┌─ 原文

照心洗心録

安岡正篤、中村天風などから学んだことをまとめています。

21. 万物の理

「一理に達すれば万法に通ず」
宮本武蔵五輪書

 

この世の万物は、目に見えない粒子が集まってできていて、その目に見えない粒子は一つの大きなエネルギーから生まれました。

だから、万物は同じ材料でつくられていて、共通の法則を持っています。

人間の体もその大きなエネルギーから生まれていていて、その心はエネルギーの動き自体になります。

私たちが何かを考えているとき、目に見えないエネルギーが動いているのです。

 

万物が同じ法則を持っているということは、何か一つのことを突き詰めれば、それを他のことに応用できるということです。

だから、自分が興味を持ったものを突き詰めれば、万物の理をうかがい知ることができます。

「好きこそものの上手なれ」ということわざがあるように、好奇心や情熱が一番の原動力となるので、興味を持ったものには、どんどん挑戦していきましょう。

そこから自分の中の世界を広げていけます。

 

私の趣味は音楽なのですが、音楽で学んだことは他のことにも役立っています。

例えば、作曲は執筆に応用できます。
作曲するときは、まず大まかにメロディーを作り、曲の構成や展開を考えて、デモ音源を録ります。

そして、スタジオでその曲を演奏しながら、手を加えていき、曲を仕上げていきます。

あらかた曲ができあがったら、ボーカルや楽器を録音して、その音を調節したり加工したり、納得がいくまで手を加えていきます。

細かいことにこだわりだしたら、切りがないので、ある程度のところで完成とします。


執筆は作曲の手順と似ていて、まずは思いつくままに文章を書いていきます。

次に文章の構成や展開を考え、下書きを完成させます。

そして、下書きをもとに文章を書いていき、作品を仕上げていきます。

作品ができあがったら、文章が読みやすくなるように修正を加えていき、納得できたところで完成となります。


ここでは作曲と執筆の共通性について話しましたが、万物は同じ法則を持っているので、違う角度から考えれば、一つのことは万物に当てはまるはずです。

└─

原文の「例えば、作曲は執筆に応用できます。」から「細かいことにこだわりだしたら、切りがないので、ある程度のところで完成とします。」までを、「スタジオ」を「練習室」に置き換えて書き直してください。 次の行は、原文とは別の出典から取られたものです。

┌─ 提供情報

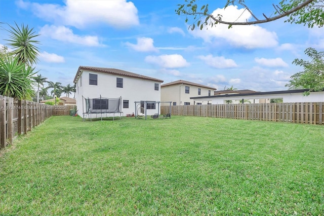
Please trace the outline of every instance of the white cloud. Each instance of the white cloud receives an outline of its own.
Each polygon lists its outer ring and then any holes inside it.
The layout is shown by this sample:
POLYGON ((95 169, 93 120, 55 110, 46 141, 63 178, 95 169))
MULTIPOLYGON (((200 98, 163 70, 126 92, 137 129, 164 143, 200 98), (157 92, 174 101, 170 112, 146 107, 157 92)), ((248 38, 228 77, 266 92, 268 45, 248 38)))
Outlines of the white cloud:
POLYGON ((129 42, 126 42, 125 44, 139 52, 158 52, 158 50, 155 48, 153 45, 153 39, 149 38, 138 38, 137 44, 133 44, 129 42))
POLYGON ((168 74, 169 75, 172 75, 175 77, 180 77, 181 76, 181 74, 180 72, 176 69, 168 69, 166 68, 162 68, 160 70, 160 71, 163 73, 168 74))
POLYGON ((43 52, 39 53, 39 58, 43 59, 47 62, 62 63, 64 62, 64 57, 55 53, 49 53, 43 52))
POLYGON ((281 58, 267 59, 264 58, 255 58, 254 60, 259 64, 269 67, 288 66, 288 64, 284 61, 281 58))
POLYGON ((39 34, 64 42, 96 47, 100 46, 97 36, 78 36, 70 28, 65 26, 46 25, 39 31, 39 34))
POLYGON ((145 57, 145 62, 170 68, 186 67, 189 64, 182 55, 179 54, 162 55, 158 56, 150 55, 145 57))
POLYGON ((223 83, 226 82, 226 78, 222 75, 217 75, 210 78, 210 80, 215 83, 223 83))
POLYGON ((275 75, 278 75, 280 74, 282 74, 284 73, 284 71, 282 70, 276 70, 274 73, 273 74, 274 74, 275 75))
POLYGON ((231 84, 237 84, 241 82, 240 79, 231 79, 229 80, 229 82, 228 82, 231 84))
POLYGON ((225 59, 223 56, 214 57, 212 55, 198 56, 198 58, 203 60, 207 65, 216 68, 235 67, 237 65, 233 59, 225 59))
MULTIPOLYGON (((251 15, 244 9, 237 9, 237 6, 229 6, 225 9, 217 9, 212 13, 214 17, 223 15, 222 20, 229 21, 245 22, 251 15)), ((221 38, 234 47, 247 49, 269 48, 277 46, 277 37, 275 32, 270 32, 256 25, 235 25, 230 29, 225 24, 217 24, 208 29, 189 30, 193 35, 202 38, 205 42, 212 43, 221 38)))
POLYGON ((170 28, 168 30, 168 32, 170 33, 179 33, 181 34, 182 36, 185 35, 185 34, 184 33, 184 31, 183 31, 183 30, 177 27, 172 27, 171 28, 170 28))
POLYGON ((59 25, 77 28, 105 23, 116 28, 129 28, 139 24, 137 9, 126 0, 66 0, 65 5, 38 4, 20 1, 17 4, 24 9, 28 6, 34 14, 59 25))

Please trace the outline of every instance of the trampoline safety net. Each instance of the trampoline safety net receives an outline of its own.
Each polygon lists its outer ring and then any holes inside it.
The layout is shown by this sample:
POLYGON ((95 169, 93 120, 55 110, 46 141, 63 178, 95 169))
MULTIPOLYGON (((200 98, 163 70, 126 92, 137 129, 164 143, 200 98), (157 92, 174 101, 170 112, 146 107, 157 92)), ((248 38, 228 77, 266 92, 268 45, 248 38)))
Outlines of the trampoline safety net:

└─

• 課題の解答
例えば、作曲は執筆に応用できます。
作曲するときは、まず大まかにメロディーを作り、曲の構成や展開を考えて、デモ音源を録ります。

そして、練習室でその曲を演奏しながら、手を加えていき、曲を仕上げていきます。

あらかた曲ができあがったら、ボーカルや楽器を録音して、その音を調節したり加工したり、納得がいくまで手を加えていきます。

細かいことにこだわりだしたら、切りがないので、ある程度のところで完成とします。